Segment Open
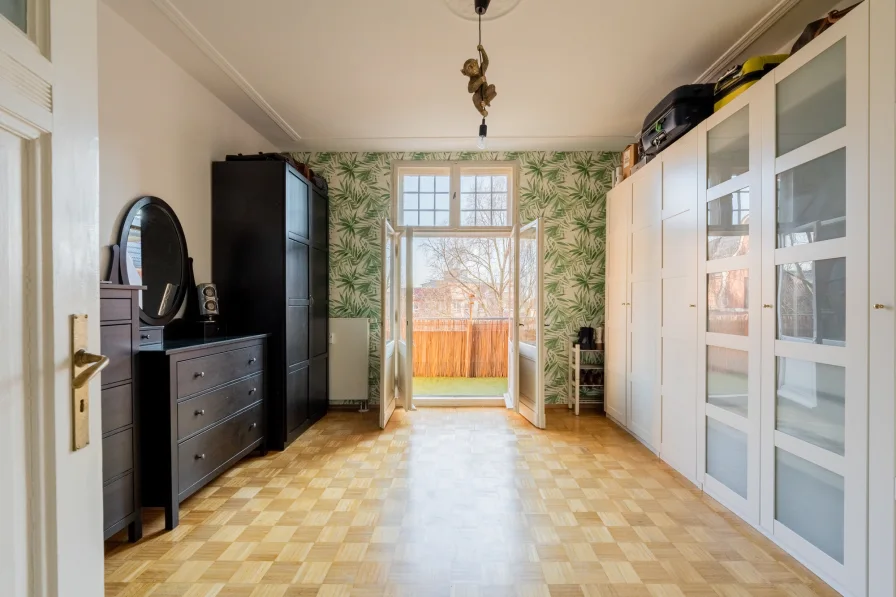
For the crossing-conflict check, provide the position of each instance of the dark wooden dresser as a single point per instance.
(270, 260)
(120, 341)
(202, 410)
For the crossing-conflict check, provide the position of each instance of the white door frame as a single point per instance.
(536, 353)
(388, 346)
(58, 223)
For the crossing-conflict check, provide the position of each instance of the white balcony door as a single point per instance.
(389, 282)
(529, 290)
(51, 506)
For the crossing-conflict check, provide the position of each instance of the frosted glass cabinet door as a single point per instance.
(728, 148)
(815, 297)
(812, 101)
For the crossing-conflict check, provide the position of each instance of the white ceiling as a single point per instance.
(385, 74)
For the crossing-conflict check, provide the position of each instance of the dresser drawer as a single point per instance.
(200, 455)
(203, 373)
(205, 410)
(118, 454)
(118, 500)
(117, 309)
(118, 407)
(116, 343)
(151, 335)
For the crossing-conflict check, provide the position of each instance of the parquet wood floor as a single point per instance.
(454, 503)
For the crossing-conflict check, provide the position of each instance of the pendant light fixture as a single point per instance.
(475, 70)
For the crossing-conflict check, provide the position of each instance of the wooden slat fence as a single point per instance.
(460, 347)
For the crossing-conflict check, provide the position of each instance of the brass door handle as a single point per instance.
(83, 358)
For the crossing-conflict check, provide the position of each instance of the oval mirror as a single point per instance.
(154, 255)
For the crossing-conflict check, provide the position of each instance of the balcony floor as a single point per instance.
(460, 386)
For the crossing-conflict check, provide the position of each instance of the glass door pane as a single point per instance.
(727, 379)
(811, 102)
(728, 225)
(811, 403)
(727, 300)
(16, 11)
(812, 201)
(726, 456)
(728, 148)
(809, 501)
(812, 301)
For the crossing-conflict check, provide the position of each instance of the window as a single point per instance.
(456, 195)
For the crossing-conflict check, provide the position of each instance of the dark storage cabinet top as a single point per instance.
(270, 261)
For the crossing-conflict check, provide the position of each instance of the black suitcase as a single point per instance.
(679, 112)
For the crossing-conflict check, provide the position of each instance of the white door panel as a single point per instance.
(530, 314)
(51, 512)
Segment Closed
* _Task objective_: Leave out the pictures and set down all of the data exactly.

* _Response for this exercise_:
For the crossing-conflict check, provide the position of each instance of the dark wooden dresser as a single point per instance.
(270, 260)
(120, 341)
(202, 410)
For the crossing-conflict check, provide the position of each instance of the white door frame as a single point per instance.
(536, 353)
(388, 346)
(58, 223)
For the crossing-conflict check, provide the position of each instance of the white balcony door as a single point per instance.
(389, 282)
(529, 290)
(51, 506)
For the crossing-conflict check, provide the position of each instance of the frosted glass cabinet door as a single point per instance.
(728, 148)
(815, 297)
(812, 101)
For the crossing-conflict check, provide the position of each instance of the white ceiling as a single point per instance.
(385, 74)
For the crossing-conflict check, provide the position of each instance of the dresser drawer as a single point per instance.
(200, 455)
(203, 373)
(205, 410)
(118, 454)
(118, 500)
(117, 309)
(118, 407)
(116, 343)
(151, 335)
For the crossing-conflict check, provide the position of each instance of the parquet wood floor as a single point per instance.
(454, 503)
For the crossing-conflict check, provide the position of each instance of the pendant light fixture as a single point per instance.
(475, 70)
For the crossing-conflict check, provide the position of each instance of the wooden slat fence as a single point per instance.
(460, 347)
For the crossing-conflict check, provide the position of each instance of the brass door handle as a single point per instance.
(83, 358)
For the crossing-conflict check, provide the position of each instance of the oval mirror as a single point per instance.
(154, 255)
For the crossing-conflict check, provide the position of each instance of the balcony floor as a single point per instance.
(460, 386)
For the crossing-conflict check, provide the position of each instance of the glass door pane as a single point per instance.
(727, 379)
(811, 102)
(728, 225)
(811, 403)
(727, 300)
(16, 11)
(812, 201)
(726, 456)
(728, 148)
(809, 501)
(812, 301)
For the crossing-conflict check, provide the position of each instance of the window as a single point per instance.
(456, 195)
For the crossing-conflict check, provide the position of each instance of the dark storage cabinet top as a single point per instance.
(270, 261)
For the crossing-conflict check, provide the position of each instance of the black suitcase as a single point per instance.
(679, 112)
For the crossing-conflict check, provide the position of each instance of the white door panel as a single point per instance.
(530, 314)
(51, 512)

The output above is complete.